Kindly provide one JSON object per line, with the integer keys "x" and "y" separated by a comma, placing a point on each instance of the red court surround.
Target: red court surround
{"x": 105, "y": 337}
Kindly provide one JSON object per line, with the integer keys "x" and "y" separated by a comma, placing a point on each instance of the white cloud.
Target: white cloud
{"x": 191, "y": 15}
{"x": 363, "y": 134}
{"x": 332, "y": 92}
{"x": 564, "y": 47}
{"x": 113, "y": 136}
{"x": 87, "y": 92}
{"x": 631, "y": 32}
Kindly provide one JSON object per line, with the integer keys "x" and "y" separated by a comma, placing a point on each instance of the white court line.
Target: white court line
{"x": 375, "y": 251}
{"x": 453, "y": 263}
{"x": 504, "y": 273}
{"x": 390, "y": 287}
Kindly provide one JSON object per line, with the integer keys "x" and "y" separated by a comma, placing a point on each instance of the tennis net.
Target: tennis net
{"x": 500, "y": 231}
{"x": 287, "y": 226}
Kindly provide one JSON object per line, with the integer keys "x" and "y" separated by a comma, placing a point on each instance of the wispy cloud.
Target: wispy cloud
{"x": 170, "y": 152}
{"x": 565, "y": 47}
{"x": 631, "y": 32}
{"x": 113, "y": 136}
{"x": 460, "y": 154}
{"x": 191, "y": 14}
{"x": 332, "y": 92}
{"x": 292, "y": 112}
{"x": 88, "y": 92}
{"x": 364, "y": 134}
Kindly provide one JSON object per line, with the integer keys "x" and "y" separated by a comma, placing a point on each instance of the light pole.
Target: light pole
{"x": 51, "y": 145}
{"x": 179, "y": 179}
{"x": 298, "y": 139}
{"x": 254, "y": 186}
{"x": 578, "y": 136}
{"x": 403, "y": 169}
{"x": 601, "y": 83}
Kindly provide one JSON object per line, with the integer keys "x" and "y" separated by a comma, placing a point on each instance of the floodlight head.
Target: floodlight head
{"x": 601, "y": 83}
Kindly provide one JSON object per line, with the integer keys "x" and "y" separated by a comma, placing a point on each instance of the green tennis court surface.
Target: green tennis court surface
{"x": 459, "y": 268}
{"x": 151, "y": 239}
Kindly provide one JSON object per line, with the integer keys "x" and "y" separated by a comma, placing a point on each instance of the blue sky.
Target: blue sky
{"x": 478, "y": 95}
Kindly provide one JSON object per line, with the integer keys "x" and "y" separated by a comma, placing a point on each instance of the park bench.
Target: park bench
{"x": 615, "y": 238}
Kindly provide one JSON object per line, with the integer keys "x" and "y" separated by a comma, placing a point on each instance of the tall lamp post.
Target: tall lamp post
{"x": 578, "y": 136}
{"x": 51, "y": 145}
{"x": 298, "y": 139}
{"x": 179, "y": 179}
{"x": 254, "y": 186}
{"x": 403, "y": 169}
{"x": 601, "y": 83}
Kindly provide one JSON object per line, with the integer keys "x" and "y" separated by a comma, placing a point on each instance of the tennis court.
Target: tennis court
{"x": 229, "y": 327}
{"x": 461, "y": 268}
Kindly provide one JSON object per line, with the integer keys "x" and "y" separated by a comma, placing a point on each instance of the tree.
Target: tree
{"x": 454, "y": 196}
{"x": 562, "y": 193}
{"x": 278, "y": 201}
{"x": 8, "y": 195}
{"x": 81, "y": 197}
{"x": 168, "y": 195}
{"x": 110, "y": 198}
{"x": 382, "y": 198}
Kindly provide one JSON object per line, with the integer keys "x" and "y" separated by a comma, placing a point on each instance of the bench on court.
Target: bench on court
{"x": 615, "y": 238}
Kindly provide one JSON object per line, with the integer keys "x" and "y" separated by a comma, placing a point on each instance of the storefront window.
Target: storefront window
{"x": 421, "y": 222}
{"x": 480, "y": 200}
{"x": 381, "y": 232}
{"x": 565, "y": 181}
----
What is needed
A word-for-word transcription of the material is required.

Output
Kindly provide one JSON object per line, with the integer keys "x" and "y" separated by a comma, placing a point on each instance of the red court surround.
Target: red court surround
{"x": 105, "y": 337}
Kindly provide one JSON object per line, with the integer keys "x" and "y" separated by a comma, placing a point on each instance of the white cloud.
Target: white cloud
{"x": 191, "y": 15}
{"x": 363, "y": 134}
{"x": 332, "y": 92}
{"x": 564, "y": 47}
{"x": 113, "y": 136}
{"x": 87, "y": 92}
{"x": 631, "y": 32}
Kindly provide one JSON object per line, with the integer keys "x" and "y" separated by a comma, placing a point on each instance of the white court line.
Target: white court line
{"x": 375, "y": 251}
{"x": 453, "y": 263}
{"x": 504, "y": 273}
{"x": 390, "y": 287}
Kindly provide one JSON object per line, with the integer keys "x" and "y" separated by a comma, placing a point on each instance of the tennis net.
Target: tennis net
{"x": 500, "y": 231}
{"x": 287, "y": 226}
Kindly provide one JSON object per line, with the integer keys "x" and "y" separated by a comma, placing a point on each instance of the wispy cloud.
Target: wispy cloud
{"x": 170, "y": 152}
{"x": 565, "y": 47}
{"x": 631, "y": 32}
{"x": 113, "y": 136}
{"x": 460, "y": 154}
{"x": 191, "y": 14}
{"x": 332, "y": 92}
{"x": 292, "y": 112}
{"x": 88, "y": 92}
{"x": 364, "y": 134}
Kindly provide one JSON object per line, with the integer keys "x" and "y" separated by a comma, placing a point on each instance of the light pole.
Target: light pole
{"x": 51, "y": 145}
{"x": 179, "y": 179}
{"x": 298, "y": 139}
{"x": 254, "y": 186}
{"x": 578, "y": 136}
{"x": 403, "y": 169}
{"x": 601, "y": 83}
Kindly provide one JSON object per line, with the integer keys "x" and "y" separated by a comma, placing a point on each instance of the floodlight head.
Target: floodlight head
{"x": 601, "y": 83}
Kindly provide one JSON object per line, with the integer keys "x" and "y" separated by a comma, placing a point on each instance of the green tennis court surface.
Target: green tennis court surface
{"x": 459, "y": 268}
{"x": 151, "y": 239}
Kindly provide one JSON object per line, with the integer keys "x" and "y" separated by a comma, placing a point on each instance of the blue sky.
Target: blue sky
{"x": 478, "y": 95}
Kindly provide one JSON object per line, with the integer keys "x" and "y" separated by a comma, placing a point on each instance of the park bench.
Target: park bench
{"x": 615, "y": 238}
Kindly provide one JSON object per line, with the integer keys "x" and "y" separated by a comma, placing a point on each instance of the tall lamp post.
Target: tall lamp post
{"x": 578, "y": 136}
{"x": 51, "y": 145}
{"x": 298, "y": 139}
{"x": 179, "y": 179}
{"x": 254, "y": 186}
{"x": 403, "y": 169}
{"x": 601, "y": 83}
Kindly provide one JSON object per line, with the integer keys "x" and "y" separated by a comma, placing a point on each instance of the tennis court.
Target: tennis court
{"x": 229, "y": 327}
{"x": 461, "y": 268}
Kindly provide one JSON object per line, with the integer keys "x" and "y" separated by a comma, placing a point on each instance of the tree.
Target: tree
{"x": 454, "y": 196}
{"x": 562, "y": 193}
{"x": 278, "y": 201}
{"x": 8, "y": 195}
{"x": 81, "y": 197}
{"x": 168, "y": 195}
{"x": 110, "y": 198}
{"x": 382, "y": 198}
Kindly provide one JSON object per line, with the integer keys "x" and "y" separated by a comma, placing a point on each instance of the bench on court.
Target: bench on court
{"x": 615, "y": 238}
Kindly provide one JSON object per line, with the integer keys "x" and "y" separated by a comma, placing a point on each instance of the storefront window.
Target: storefront window
{"x": 421, "y": 222}
{"x": 480, "y": 200}
{"x": 381, "y": 232}
{"x": 565, "y": 181}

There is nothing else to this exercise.